Look below for the line with "Indicate every instance of the front". Extract that line and each one after it through the last, word for word.

[BEGIN EXTRACTED MATERIAL]

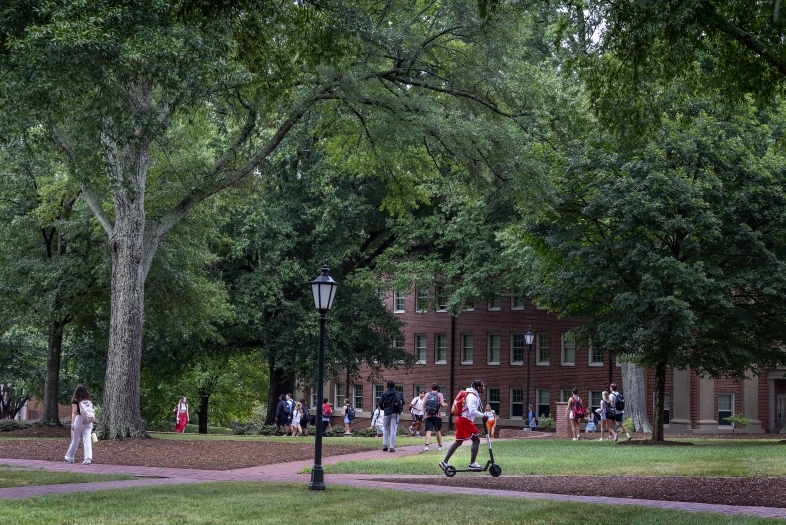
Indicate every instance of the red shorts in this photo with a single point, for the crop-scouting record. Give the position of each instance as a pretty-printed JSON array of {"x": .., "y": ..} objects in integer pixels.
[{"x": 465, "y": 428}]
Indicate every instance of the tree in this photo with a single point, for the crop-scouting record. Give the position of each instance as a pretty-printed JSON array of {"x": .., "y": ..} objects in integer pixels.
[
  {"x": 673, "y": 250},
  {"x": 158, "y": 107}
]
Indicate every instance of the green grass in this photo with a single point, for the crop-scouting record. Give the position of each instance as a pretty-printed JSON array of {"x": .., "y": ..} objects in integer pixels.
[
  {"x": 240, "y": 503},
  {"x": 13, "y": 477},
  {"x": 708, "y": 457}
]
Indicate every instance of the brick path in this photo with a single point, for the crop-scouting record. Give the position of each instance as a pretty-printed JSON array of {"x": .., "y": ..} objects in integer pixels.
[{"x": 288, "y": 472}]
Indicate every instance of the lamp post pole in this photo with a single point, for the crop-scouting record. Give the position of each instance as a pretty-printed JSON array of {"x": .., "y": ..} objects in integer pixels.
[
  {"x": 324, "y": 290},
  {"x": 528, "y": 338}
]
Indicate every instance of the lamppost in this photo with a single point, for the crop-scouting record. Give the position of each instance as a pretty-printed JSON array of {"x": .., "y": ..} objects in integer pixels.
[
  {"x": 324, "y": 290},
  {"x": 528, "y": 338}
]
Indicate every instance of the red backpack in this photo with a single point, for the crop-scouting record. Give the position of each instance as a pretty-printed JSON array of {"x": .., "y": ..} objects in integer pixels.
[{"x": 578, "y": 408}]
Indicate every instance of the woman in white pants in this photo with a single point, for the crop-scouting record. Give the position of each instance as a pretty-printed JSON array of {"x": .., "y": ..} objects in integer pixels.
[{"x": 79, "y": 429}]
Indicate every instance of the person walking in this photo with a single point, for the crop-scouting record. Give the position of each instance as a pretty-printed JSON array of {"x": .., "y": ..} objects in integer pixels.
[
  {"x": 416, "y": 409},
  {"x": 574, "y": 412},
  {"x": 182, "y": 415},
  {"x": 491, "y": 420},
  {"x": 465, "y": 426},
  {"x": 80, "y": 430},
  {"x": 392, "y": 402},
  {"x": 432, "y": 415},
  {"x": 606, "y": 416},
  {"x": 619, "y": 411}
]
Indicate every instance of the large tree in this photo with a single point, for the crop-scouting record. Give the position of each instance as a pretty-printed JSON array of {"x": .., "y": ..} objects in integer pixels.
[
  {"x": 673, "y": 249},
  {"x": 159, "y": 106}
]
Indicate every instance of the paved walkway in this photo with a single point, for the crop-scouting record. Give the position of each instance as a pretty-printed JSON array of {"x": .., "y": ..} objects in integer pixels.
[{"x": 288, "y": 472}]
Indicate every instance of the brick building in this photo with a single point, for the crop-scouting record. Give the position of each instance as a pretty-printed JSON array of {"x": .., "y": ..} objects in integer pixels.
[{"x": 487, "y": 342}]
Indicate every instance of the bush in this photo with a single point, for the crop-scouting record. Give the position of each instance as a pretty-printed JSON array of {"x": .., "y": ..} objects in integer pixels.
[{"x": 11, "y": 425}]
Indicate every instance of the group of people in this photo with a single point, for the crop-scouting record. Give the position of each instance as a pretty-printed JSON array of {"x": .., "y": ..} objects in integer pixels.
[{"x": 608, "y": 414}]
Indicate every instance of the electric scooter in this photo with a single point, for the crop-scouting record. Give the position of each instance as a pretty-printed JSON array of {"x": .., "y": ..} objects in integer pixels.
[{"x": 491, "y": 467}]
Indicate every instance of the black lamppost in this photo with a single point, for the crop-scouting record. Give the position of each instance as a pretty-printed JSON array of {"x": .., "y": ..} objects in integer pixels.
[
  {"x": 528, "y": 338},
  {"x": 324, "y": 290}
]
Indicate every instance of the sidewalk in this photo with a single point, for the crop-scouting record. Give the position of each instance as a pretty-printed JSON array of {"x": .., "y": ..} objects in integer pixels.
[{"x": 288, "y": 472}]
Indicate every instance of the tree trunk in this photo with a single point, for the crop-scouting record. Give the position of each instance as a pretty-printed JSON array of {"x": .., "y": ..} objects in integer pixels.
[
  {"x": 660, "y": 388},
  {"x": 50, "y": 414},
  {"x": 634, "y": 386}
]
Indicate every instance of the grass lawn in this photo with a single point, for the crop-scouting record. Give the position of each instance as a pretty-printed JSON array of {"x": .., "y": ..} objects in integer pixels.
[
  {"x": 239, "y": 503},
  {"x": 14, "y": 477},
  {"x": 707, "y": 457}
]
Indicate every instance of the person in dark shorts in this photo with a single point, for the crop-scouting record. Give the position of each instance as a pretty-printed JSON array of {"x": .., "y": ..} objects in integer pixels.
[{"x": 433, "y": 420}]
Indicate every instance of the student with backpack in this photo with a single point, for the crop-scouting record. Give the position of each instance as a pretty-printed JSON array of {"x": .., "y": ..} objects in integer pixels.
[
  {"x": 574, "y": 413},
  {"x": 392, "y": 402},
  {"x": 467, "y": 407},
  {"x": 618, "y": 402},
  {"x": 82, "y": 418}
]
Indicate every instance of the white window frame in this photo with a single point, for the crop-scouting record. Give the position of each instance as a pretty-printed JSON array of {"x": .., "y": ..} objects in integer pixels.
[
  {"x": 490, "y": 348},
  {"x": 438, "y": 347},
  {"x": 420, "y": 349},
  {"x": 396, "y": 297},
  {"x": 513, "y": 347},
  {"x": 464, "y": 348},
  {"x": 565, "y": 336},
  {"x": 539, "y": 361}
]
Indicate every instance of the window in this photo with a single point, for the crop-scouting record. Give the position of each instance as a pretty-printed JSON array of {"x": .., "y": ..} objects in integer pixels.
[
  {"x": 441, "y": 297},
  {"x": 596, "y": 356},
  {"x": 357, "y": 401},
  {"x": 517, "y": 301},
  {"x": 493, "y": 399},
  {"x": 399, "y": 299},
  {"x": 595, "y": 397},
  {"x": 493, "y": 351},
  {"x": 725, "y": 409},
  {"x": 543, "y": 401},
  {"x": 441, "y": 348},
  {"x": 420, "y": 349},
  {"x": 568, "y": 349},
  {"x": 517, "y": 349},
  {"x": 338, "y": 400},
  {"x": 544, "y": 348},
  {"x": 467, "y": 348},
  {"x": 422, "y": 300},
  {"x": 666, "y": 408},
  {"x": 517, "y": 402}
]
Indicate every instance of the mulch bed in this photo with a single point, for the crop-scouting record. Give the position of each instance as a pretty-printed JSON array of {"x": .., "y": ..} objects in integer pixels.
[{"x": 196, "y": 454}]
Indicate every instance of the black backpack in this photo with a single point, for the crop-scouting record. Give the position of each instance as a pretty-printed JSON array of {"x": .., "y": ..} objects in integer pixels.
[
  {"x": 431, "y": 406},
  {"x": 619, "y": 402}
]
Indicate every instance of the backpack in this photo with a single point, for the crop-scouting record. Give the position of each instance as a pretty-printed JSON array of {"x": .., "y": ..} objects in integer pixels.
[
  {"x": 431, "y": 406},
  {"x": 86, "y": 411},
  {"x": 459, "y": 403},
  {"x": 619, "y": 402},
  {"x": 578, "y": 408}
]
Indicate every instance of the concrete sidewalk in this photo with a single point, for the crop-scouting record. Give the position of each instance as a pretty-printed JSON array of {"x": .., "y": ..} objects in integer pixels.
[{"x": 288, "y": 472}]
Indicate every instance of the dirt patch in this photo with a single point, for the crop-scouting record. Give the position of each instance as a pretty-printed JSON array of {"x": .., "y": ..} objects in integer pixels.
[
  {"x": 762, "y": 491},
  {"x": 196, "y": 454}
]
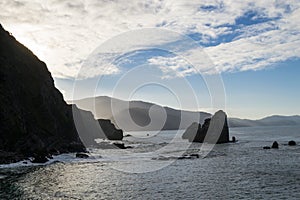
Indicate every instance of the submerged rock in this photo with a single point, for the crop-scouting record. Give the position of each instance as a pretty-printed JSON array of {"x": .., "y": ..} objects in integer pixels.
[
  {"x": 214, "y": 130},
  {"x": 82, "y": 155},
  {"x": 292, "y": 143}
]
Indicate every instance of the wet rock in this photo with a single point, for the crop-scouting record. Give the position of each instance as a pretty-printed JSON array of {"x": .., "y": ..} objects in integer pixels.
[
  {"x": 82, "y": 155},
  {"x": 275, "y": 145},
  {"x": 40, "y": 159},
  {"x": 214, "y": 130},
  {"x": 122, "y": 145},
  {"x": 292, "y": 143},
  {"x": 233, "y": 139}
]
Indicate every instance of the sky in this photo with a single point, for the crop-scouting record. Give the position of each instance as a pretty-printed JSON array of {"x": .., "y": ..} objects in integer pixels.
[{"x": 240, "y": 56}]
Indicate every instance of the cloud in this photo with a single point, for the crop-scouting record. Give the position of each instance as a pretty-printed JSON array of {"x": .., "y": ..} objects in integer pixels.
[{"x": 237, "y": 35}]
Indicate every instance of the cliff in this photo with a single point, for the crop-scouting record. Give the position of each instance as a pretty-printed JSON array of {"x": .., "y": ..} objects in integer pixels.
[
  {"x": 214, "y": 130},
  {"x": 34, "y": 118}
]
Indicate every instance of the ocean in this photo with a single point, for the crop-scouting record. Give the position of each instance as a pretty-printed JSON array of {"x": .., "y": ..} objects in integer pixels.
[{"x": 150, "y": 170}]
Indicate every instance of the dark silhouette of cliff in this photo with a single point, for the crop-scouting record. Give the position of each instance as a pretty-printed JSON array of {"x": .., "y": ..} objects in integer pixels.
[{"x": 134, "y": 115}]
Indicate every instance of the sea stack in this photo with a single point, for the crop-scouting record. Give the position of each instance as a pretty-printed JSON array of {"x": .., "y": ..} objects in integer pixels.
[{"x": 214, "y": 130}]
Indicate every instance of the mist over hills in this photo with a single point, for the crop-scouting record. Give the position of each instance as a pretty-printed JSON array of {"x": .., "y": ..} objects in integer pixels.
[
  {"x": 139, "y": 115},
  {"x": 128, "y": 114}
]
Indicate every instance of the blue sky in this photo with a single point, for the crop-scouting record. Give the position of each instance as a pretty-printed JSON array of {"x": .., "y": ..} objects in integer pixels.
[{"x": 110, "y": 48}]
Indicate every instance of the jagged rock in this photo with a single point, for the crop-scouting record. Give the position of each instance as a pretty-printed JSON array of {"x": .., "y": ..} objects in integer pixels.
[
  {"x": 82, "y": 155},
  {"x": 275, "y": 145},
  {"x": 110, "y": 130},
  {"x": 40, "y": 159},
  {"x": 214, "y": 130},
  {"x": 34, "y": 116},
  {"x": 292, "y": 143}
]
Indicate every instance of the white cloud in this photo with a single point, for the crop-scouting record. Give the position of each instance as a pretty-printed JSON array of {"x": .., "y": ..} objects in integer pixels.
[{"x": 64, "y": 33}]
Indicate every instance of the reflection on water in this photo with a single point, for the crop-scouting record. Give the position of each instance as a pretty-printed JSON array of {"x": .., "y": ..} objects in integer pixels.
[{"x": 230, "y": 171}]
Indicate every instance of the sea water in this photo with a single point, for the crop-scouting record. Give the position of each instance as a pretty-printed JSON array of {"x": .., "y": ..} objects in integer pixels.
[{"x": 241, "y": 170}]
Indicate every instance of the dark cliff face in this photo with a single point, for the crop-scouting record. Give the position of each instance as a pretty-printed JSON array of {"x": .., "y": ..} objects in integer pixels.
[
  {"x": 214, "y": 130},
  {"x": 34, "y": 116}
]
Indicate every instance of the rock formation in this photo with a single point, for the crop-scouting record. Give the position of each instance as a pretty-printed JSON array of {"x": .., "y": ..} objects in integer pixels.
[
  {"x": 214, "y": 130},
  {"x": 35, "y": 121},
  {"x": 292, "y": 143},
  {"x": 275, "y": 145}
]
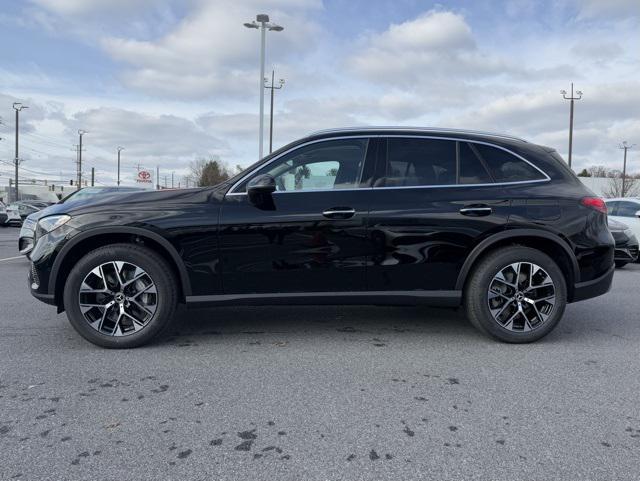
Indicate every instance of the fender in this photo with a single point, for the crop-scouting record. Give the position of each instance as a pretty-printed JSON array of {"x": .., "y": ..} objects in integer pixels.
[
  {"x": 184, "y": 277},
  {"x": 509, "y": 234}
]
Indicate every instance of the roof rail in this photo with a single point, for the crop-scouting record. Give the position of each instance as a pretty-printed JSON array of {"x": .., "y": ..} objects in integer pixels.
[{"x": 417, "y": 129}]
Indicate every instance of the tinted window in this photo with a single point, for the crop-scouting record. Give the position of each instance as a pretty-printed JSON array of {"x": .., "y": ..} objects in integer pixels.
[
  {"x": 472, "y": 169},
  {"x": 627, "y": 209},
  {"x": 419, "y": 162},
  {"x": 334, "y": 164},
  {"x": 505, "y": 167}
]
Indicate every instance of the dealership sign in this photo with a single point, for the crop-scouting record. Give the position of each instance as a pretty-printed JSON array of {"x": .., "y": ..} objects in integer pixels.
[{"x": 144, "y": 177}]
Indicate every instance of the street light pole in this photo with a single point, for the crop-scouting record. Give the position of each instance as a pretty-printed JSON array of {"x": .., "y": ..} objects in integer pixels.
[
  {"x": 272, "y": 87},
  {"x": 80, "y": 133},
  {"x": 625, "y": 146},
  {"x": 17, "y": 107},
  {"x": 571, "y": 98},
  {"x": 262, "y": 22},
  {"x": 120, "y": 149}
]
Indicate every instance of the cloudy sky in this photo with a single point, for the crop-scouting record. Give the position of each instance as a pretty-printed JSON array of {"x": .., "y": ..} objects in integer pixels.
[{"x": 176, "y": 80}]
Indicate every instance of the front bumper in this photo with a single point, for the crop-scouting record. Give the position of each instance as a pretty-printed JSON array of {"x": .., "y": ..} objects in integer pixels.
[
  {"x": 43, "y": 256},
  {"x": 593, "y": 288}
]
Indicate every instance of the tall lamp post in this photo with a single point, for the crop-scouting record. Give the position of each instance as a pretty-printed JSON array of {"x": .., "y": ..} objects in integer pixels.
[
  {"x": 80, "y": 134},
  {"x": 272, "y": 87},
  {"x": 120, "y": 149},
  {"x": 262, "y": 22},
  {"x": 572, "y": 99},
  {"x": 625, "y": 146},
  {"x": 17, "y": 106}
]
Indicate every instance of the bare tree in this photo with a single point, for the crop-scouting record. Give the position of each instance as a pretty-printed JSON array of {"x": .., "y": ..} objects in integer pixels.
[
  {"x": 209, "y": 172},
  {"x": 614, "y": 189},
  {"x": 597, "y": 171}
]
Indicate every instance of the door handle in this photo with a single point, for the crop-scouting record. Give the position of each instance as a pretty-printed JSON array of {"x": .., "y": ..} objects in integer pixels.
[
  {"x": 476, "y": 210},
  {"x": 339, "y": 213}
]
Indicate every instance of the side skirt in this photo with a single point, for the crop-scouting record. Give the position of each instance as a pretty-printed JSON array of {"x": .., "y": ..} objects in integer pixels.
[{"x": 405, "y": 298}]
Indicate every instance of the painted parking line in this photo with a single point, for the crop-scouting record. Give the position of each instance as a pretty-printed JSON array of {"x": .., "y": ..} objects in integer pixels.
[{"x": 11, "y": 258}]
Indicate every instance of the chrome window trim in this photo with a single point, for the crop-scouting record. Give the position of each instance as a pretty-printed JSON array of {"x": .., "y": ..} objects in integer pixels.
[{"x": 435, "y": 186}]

[END EXTRACTED MATERIAL]

> EXPECTED OUTPUT:
Indicate every instance of the front bumper in this photo with a single point, for the crop-scouting record. Give the position of each instance as a pretty-printed JSON array of {"x": .., "y": ..} objects in integer pixels.
[
  {"x": 43, "y": 256},
  {"x": 593, "y": 288}
]
Indicate every instance of the tall lamp post in this photo with a single point, for the crop-scouting record. Give the position of each instance as a pretty-printed JSON array of {"x": .., "y": ..} objects in integer pixels.
[
  {"x": 80, "y": 134},
  {"x": 272, "y": 87},
  {"x": 120, "y": 149},
  {"x": 262, "y": 22},
  {"x": 572, "y": 99},
  {"x": 625, "y": 146},
  {"x": 17, "y": 106}
]
Indicate every instance of the bare tree in this photo with a single point, for the crop-scouting record. Give the position of each instance as a pretty-printed JSON array of {"x": .., "y": ..} objects in integer pixels.
[
  {"x": 209, "y": 172},
  {"x": 614, "y": 189},
  {"x": 597, "y": 171}
]
Indicate every instance of the door handle in this photo with a single point, for the crop-scouting record. Give the position of each instance as a pretty-printed JSON array of {"x": .., "y": ..} objects in integer pixels.
[
  {"x": 476, "y": 210},
  {"x": 339, "y": 213}
]
Indicate every instance of the side skirt in this photo with a single point, for the crop-scouting record. Give the position of each instance as a pretty-printed JSON array of {"x": .., "y": ..} objects in integer pixels.
[{"x": 405, "y": 298}]
Indicate every instance of the painted parking line in this photo with a single point, for the crop-scouting record. Give the position of each instance as a pretty-printed JSON array of {"x": .., "y": ..} objects in integer pixels.
[{"x": 11, "y": 258}]
Indicate every instance of the chrome window trim in this photo with a single point, for the crop-scouting record. Give the position of each instance as a pretty-printed JSON array of {"x": .., "y": ..} objects in integer pixels.
[{"x": 435, "y": 186}]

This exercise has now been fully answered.